Extract to read ::

5. Encourage communities to establish standards of behavior through enforcement of clear policies. Communities that establish positive standards of behavior regarding alcohol, tobacco, and other drug use have been successful in delaying the onset of use. Such communities have taken steps to decrease access to substances by children and adolescents. These steps include setting rules for the location of alcohol advertisements. Community prevention programs can also teach middle-school students how to refuse an invitation to use drugs or other substances. Parents can learn how best to supervise their children in order to prevent the negative influences of peers.
Many communities also face the growing problem of heavy drinking by college students. This problem not only affects campuses and students, but also residents living near college campuses. A 2002 study found that, on an annual basis, drinking by college students between the ages of 18 and 24 contributes to an estimated 1,400 student deaths, 500,000 injuries, and 70,000 cases of sexual assault each year. The study also found that one-fourth of college students in this age group have driven under the influence of alcohol in the past year.
The National Institute on Alcohol Abuse and Alcoholism recommends that college administrators adopt the following policies, in order to reduce excessive alcohol consumption in and around college campuses:
See Organizations of Interest at the back of Volume 3 for address, telephone, and URL.

Supplied data ::

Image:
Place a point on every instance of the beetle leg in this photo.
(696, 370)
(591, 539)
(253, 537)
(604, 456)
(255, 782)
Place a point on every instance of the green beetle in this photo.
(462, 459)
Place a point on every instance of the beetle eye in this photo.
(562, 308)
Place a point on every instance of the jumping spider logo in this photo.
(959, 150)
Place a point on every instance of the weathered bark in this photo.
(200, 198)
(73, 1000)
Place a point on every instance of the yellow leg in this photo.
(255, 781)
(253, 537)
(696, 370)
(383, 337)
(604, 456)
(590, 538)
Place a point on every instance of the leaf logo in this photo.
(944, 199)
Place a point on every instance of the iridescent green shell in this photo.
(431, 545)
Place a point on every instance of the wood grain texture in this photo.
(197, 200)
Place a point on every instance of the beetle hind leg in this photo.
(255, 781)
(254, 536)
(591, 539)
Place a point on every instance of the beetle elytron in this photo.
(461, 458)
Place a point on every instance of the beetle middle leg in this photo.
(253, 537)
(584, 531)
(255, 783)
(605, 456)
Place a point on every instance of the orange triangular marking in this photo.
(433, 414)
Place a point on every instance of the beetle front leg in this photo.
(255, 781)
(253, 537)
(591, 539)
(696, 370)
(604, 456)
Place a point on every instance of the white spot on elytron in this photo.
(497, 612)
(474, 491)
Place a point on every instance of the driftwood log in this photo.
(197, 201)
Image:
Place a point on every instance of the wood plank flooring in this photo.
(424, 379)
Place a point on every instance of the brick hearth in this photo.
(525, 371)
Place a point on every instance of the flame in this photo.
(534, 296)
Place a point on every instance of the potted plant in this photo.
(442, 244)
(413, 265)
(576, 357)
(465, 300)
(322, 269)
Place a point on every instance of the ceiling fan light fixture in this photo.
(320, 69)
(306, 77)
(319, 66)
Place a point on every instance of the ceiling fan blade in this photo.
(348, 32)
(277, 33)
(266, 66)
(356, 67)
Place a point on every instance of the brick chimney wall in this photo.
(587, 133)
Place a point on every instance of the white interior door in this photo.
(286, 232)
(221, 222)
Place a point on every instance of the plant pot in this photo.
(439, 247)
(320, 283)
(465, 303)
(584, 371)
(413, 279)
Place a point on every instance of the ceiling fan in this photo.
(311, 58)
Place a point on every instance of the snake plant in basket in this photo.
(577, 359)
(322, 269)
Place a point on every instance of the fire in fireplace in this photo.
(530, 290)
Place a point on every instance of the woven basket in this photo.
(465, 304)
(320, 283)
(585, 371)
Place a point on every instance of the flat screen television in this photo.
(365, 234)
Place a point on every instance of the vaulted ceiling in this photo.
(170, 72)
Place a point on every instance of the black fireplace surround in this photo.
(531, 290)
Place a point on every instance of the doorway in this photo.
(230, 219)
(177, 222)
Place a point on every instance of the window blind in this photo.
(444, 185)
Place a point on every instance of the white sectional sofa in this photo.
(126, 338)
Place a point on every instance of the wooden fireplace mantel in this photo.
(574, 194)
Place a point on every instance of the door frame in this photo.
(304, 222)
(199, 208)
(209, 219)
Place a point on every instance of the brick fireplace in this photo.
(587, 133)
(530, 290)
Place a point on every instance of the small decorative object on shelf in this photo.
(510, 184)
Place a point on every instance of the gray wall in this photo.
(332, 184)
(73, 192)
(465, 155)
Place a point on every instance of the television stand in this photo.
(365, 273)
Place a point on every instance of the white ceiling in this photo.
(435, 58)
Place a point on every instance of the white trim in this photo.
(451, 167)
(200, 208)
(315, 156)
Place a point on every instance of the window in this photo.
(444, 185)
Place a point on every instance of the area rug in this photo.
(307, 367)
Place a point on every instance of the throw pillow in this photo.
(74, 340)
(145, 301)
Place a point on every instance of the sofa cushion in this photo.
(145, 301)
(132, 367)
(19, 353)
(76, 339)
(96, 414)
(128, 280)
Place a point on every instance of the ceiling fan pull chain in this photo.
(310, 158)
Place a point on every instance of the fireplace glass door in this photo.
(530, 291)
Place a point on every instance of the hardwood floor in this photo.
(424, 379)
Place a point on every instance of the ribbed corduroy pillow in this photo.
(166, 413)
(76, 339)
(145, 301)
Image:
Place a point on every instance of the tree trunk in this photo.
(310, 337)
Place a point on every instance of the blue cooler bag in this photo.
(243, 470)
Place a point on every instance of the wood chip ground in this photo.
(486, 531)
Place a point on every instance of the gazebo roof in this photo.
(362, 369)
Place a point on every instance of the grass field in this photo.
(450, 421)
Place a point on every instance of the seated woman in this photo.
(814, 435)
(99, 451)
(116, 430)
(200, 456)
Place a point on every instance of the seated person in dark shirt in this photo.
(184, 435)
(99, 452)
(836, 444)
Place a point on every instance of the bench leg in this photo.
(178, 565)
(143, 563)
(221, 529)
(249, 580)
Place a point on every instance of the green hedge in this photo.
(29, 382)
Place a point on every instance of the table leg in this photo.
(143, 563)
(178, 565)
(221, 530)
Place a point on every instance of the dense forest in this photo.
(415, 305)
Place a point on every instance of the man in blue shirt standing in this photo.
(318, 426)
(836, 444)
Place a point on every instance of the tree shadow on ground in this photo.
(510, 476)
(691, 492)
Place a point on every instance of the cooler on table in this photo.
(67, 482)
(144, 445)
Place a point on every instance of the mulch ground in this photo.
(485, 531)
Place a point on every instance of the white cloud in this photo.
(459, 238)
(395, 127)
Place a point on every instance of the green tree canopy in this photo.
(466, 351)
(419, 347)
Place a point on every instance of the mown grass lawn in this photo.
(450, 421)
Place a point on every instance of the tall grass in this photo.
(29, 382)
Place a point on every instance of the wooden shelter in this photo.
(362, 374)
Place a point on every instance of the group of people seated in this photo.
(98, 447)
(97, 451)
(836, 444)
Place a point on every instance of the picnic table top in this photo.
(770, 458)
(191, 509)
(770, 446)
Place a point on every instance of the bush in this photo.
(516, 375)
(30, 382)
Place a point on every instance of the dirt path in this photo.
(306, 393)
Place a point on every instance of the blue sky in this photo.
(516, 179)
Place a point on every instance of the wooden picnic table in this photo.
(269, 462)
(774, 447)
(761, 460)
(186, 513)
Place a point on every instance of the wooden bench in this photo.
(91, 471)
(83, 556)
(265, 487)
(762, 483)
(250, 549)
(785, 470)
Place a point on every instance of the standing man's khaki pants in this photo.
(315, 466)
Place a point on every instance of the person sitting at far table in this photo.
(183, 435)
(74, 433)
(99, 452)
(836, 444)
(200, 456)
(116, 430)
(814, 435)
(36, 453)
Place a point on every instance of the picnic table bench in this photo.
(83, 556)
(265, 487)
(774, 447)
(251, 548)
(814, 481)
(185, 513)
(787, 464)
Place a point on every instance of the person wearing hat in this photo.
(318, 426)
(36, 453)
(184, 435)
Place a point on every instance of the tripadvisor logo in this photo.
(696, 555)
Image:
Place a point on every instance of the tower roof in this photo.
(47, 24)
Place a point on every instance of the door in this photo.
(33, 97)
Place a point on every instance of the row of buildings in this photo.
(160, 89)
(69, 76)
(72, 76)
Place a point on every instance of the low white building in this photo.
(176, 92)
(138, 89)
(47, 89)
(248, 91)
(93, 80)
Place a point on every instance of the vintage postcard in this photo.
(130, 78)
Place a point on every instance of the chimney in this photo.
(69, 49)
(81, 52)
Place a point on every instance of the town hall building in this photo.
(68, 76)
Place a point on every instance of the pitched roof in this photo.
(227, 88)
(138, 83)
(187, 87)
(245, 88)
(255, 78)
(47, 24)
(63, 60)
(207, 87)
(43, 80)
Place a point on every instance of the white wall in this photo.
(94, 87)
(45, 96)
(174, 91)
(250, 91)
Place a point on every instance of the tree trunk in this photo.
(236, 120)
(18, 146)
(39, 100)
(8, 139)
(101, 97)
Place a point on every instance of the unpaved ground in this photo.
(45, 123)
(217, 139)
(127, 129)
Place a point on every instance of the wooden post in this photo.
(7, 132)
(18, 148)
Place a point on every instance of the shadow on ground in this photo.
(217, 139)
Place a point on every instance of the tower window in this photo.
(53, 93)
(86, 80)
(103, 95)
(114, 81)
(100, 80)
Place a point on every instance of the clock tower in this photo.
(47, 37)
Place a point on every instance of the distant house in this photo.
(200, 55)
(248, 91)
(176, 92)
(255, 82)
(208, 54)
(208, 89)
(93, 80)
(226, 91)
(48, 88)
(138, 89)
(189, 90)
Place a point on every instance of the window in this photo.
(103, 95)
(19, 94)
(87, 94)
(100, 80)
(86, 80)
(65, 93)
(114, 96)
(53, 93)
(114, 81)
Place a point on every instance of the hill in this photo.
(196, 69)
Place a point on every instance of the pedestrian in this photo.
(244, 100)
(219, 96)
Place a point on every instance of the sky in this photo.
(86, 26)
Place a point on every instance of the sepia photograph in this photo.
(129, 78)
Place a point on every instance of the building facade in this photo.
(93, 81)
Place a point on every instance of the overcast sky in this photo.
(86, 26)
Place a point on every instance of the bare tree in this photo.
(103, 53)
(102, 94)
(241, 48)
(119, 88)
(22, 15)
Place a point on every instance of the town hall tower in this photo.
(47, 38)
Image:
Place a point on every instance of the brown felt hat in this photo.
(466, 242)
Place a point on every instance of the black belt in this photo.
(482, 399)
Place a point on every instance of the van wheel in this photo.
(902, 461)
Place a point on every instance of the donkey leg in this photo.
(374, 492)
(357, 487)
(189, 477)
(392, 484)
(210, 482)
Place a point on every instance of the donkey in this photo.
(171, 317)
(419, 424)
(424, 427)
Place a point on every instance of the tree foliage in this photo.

Work required ::
According to the substance-use prevention text above, why should communities set standards of behavior by enforcing clear policies? Answer in one to three sentences.

Solution ::
Communities that establish positive standards of behavior regarding alcohol, tobacco, and other drug use have succeeded in delaying the onset of use. These communities have also taken steps to reduce children's and adolescents' access to substances, such as setting rules for where alcohol advertisements can be placed.